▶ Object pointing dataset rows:
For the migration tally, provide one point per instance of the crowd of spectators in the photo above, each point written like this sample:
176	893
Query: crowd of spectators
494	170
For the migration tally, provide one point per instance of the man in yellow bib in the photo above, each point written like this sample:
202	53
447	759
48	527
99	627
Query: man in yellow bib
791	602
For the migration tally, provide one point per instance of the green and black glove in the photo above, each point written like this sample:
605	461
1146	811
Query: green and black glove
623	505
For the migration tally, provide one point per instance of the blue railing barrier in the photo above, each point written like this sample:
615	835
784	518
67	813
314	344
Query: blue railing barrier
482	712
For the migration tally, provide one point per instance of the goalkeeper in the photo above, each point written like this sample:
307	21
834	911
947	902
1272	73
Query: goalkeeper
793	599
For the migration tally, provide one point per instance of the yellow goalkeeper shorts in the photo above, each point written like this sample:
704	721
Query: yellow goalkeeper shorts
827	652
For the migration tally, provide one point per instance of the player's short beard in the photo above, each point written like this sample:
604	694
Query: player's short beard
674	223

▶ Short exercise: Write out all the records above again, exactly as they stand.

▶ Correct output:
For the migration tally, provide one point per instance of the crowd of spectators in the photo above, each point written like this sample:
176	893
Query: crowd of spectators
494	170
For the migration tally, provide one point per instance of the man in yellow bib in the photo above, each point written like this sample:
202	53
447	759
48	527
99	627
Query: man in yellow bib
791	602
For the migration tally, provide one point per instance of the green and black glove in the photo above, each point written like this sample:
605	461
1146	811
Query: green and black glove
623	505
For the migration tally, provide one point per instance of the blue railing barrier in the photo above, each point written like this sample:
615	835
784	518
67	813
314	344
Query: blue railing barrier
482	712
For the migration tally, provide one point per instance of the goalkeeper in the photo above, each point written like this sample:
307	21
834	911
947	902
1272	73
Query: goalkeeper
793	599
For the migration tally, provide one point per instance of the yellow goalkeeper shorts in the photo above, each point written like this sample:
704	721
Query: yellow goalkeeper shorts
827	652
For the migration tally, provide one point per instance of the player's short beard in the photo above, each point written like this sample:
604	694
Query: player's short beard
674	223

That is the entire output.